* Sezione del documento
Le infinite onde di un prato di trifoglio giallo

Le infinite onde di un prato di trifoglio giallo

Sulle onde verdi vorrei distendermi, rotolare, sul morbido prato. Lasciare di me traccia di flebili steli piegati, tra gli alberi d’ulivo. 

Su queste distese, il vento tesse trame rare, le carezza e le sferza imprimendo la sua forza. Oscillano le foglie a tre petali disegnando mutevoli scenari. Quando il vento tace, il trifoglio giallo racconta una storia di dominio e perseveranza, di instancabile resistenza, di ingovernabile diffusione. Non lascia spazio non coperto, cammina, cresce, anno dopo anno, conquista porzioni di terreno. Lo scopri dopo le prime piogge d’autunno, nel mese di ottobre, quando leggeri fili appaiono sulla terra marrone. Li vedi crescere rapidamente, vedi i trifogli infittirsi, coprire e tingere il tutto di un verde armonioso.

Prima aliena poi infestante, l’Acetosella gialla. Gialla come il colore dei suoi fiori che appariranno in primavera, ridipingendo campi, di tenere campanelle imbutiformi. Verde e giallo, primari.

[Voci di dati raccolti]

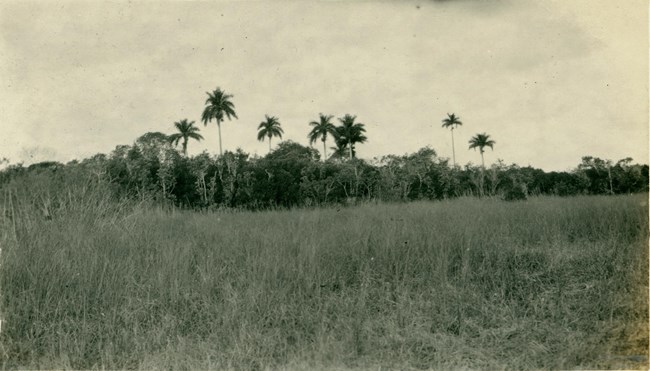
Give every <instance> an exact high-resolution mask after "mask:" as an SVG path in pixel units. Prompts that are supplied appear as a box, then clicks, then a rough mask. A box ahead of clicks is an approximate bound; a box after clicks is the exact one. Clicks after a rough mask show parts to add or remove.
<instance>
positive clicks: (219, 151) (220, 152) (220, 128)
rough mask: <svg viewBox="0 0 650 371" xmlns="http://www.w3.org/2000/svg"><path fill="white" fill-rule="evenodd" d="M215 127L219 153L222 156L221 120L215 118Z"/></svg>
mask: <svg viewBox="0 0 650 371" xmlns="http://www.w3.org/2000/svg"><path fill="white" fill-rule="evenodd" d="M217 128H219V155H220V156H223V149H222V148H221V122H219V119H217Z"/></svg>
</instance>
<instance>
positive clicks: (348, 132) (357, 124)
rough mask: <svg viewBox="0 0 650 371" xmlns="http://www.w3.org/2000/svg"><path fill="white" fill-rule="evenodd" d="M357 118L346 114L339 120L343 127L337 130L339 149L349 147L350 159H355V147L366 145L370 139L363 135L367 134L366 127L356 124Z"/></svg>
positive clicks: (336, 132) (336, 139) (341, 124)
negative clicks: (354, 157)
mask: <svg viewBox="0 0 650 371" xmlns="http://www.w3.org/2000/svg"><path fill="white" fill-rule="evenodd" d="M356 118H357V116H352V115H349V114H346V115H345V116H343V117H342V118H339V121H340V122H341V126H338V127H337V128H336V135H335V139H336V142H337V143H336V144H337V147H339V148H340V147H345V146H347V147H348V151H349V154H350V159H352V158H353V157H354V153H355V151H354V145H355V144H356V143H364V142H365V141H366V140H368V138H367V137H366V136H365V135H363V133H365V132H366V129H365V125H364V124H362V123H355V122H354V120H355V119H356Z"/></svg>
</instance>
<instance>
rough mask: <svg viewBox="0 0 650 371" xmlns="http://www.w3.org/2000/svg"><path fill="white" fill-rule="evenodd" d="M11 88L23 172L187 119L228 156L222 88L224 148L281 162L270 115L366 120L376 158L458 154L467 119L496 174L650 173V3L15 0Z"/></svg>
mask: <svg viewBox="0 0 650 371" xmlns="http://www.w3.org/2000/svg"><path fill="white" fill-rule="evenodd" d="M0 83H1V84H2V89H1V90H0V102H1V105H0V127H1V128H2V133H3V135H2V136H0V158H3V157H4V158H7V159H9V161H10V162H11V163H19V162H23V163H25V164H29V163H34V162H38V161H46V160H55V161H61V162H67V161H70V160H72V159H83V158H86V157H89V156H92V155H94V154H96V153H107V154H108V153H110V152H111V151H112V150H113V149H114V148H115V147H116V146H117V145H121V144H132V143H133V142H134V140H135V139H136V138H137V137H139V136H140V135H142V134H144V133H147V132H152V131H161V132H164V133H167V134H171V133H173V132H174V127H173V123H174V122H176V121H179V120H182V119H188V120H189V121H196V125H198V126H199V127H200V129H201V134H202V135H203V136H204V138H205V139H204V140H203V141H201V142H196V141H192V142H190V143H189V153H190V155H194V154H198V153H201V152H202V151H208V152H209V153H211V154H217V153H218V151H219V139H218V133H217V127H216V124H215V123H214V121H213V122H211V123H209V124H208V126H207V127H206V126H204V125H203V123H202V122H201V113H202V111H203V108H204V107H205V100H206V98H207V94H206V93H207V92H208V91H213V90H214V89H216V88H217V87H220V88H221V89H223V90H225V91H226V92H227V93H228V94H232V95H233V98H232V102H233V103H234V105H235V110H236V112H237V116H238V117H239V118H238V119H237V120H232V121H226V122H224V123H222V138H223V146H224V150H235V149H236V148H238V147H240V148H242V149H243V150H244V151H246V152H248V153H251V154H257V155H260V156H263V155H265V154H266V153H267V152H268V143H262V142H258V141H257V127H258V125H259V123H260V122H261V121H263V120H264V117H265V115H270V116H276V117H278V119H279V121H280V123H281V125H282V128H283V129H284V133H285V134H284V136H283V139H284V140H292V141H295V142H298V143H301V144H303V145H308V143H309V142H308V140H307V133H308V132H309V130H310V127H309V125H308V123H309V122H310V121H314V120H317V119H318V114H319V113H324V114H328V115H334V116H335V117H337V118H338V117H342V116H343V115H345V114H352V115H356V117H357V122H361V123H363V124H365V126H366V130H367V133H366V135H367V137H368V141H367V142H366V143H364V144H362V145H358V147H357V151H358V156H359V157H361V158H365V159H372V158H374V157H381V156H384V155H388V154H396V155H403V154H406V153H412V152H415V151H417V150H418V149H420V148H422V147H425V146H430V147H432V148H434V149H435V150H436V152H437V153H438V155H439V156H441V157H447V158H451V157H452V141H451V133H450V131H449V130H448V129H444V128H442V119H444V118H445V117H446V116H447V114H448V113H455V114H456V115H457V116H459V117H460V119H461V121H462V123H463V125H462V126H460V127H458V129H456V130H455V131H454V139H455V147H456V161H457V163H459V164H466V163H468V162H472V163H474V164H478V163H480V154H479V153H478V152H477V151H475V150H469V149H468V141H469V139H470V138H471V137H472V136H474V135H476V134H478V133H487V134H489V135H490V138H491V139H493V140H495V142H496V144H495V146H494V150H489V149H488V150H487V151H486V153H485V161H486V164H488V165H489V164H491V163H494V162H496V161H497V160H498V159H501V160H503V161H504V162H505V163H506V164H511V163H516V164H518V165H520V166H533V167H536V168H541V169H544V170H546V171H565V170H570V169H573V168H575V167H576V166H577V165H578V164H579V163H580V161H581V157H582V156H587V155H591V156H596V157H600V158H603V159H612V160H614V161H617V160H619V159H622V158H625V157H632V158H633V159H634V162H637V163H648V116H649V114H648V3H647V0H626V1H611V0H539V1H538V0H534V1H533V0H511V1H508V0H501V1H500V0H437V1H432V0H428V1H424V0H420V1H381V2H379V1H377V2H373V1H352V2H343V1H320V2H314V1H273V2H271V1H267V2H264V1H259V2H257V1H256V2H250V1H216V2H180V1H179V2H157V1H148V2H137V1H133V2H130V1H129V2H124V1H120V2H69V1H52V2H23V1H20V2H18V1H4V2H0ZM335 123H338V120H336V121H335ZM273 144H274V146H275V145H276V144H277V140H275V141H274V143H273ZM330 145H333V144H331V143H330ZM314 148H316V149H318V150H319V151H322V146H321V143H320V142H319V143H316V144H315V147H314Z"/></svg>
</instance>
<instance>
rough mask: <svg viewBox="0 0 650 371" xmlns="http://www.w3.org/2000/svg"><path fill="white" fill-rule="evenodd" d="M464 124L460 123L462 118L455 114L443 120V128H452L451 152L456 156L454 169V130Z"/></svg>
mask: <svg viewBox="0 0 650 371" xmlns="http://www.w3.org/2000/svg"><path fill="white" fill-rule="evenodd" d="M460 125H463V123H462V122H461V121H460V117H458V116H456V115H455V114H453V113H452V114H451V115H450V114H447V118H446V119H444V120H442V127H443V128H451V151H452V154H453V156H454V167H456V148H455V146H454V129H455V128H456V127H458V126H460Z"/></svg>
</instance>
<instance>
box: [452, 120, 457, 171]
mask: <svg viewBox="0 0 650 371" xmlns="http://www.w3.org/2000/svg"><path fill="white" fill-rule="evenodd" d="M451 153H452V155H453V157H454V168H455V167H456V147H455V146H454V128H453V127H452V128H451Z"/></svg>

* Compiti
a. Puoi riscrivere il testo sul trifoglio giallo nel tratto che va da "Su queste distese, il" fino a "e giallo, primari.", mettendo "novembre" al posto di "ottobre"?
b. Puoi proseguire il testo sul trifoglio giallo dopo la sua ultima frase?
Questo materiale è separato dal testo sul trifoglio giallo.

* Risposte
a.
Su queste distese, il vento tesse trame rare, le carezza e le sferza imprimendo la sua forza. Oscillano le foglie a tre petali disegnando mutevoli scenari. Quando il vento tace, il trifoglio giallo racconta una storia di dominio e perseveranza, di instancabile resistenza, di ingovernabile diffusione. Non lascia spazio non coperto, cammina, cresce, anno dopo anno, conquista porzioni di terreno. Lo scopri dopo le prime piogge d’autunno, nel mese di novembre, quando leggeri fili appaiono sulla terra marrone. Li vedi crescere rapidamente, vedi i trifogli infittirsi, coprire e tingere il tutto di un verde armonioso.

Prima aliena poi infestante, l’Acetosella gialla. Gialla come il colore dei suoi fiori che appariranno in primavera, ridipingendo campi, di tenere campanelle imbutiformi. Verde e giallo, primari.

b.
In questo novembre caldo come un aprile, un piccolo pic-nic non sarebbe un’idea malvagia, qui sul trifoglio una coperta su cui sedersi, un panino al salame, l’acqua, qui dove non serve un metro a contare distanze. 

Un soffio di vento carezza il verde, una nuvoletta leggera vela il sole, gioco di movimenti e di ombre, basta questa poesia della natura a cancellare i brutti pensieri di indici e numeri, di zone rosse, primario. Tra i tre scelgo il verde, qui sosterò questa mattina rotolando, aspettando il tuo arrivo con una cesta leziosa piena di squisite prelibatezze.